> TASK BRIEF:
Write the following entries out again exactly, skipping each image.

Referring expression data:

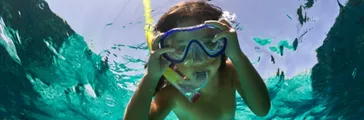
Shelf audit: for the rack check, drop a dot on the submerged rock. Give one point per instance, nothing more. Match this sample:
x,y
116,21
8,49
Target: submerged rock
x,y
342,53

> SOLUTION BELOW:
Shelf audit: for the rack check, drop a dot on the submerged rock. Give one point per instance, nothing more. Match this sample:
x,y
116,21
8,49
Target: submerged rock
x,y
342,53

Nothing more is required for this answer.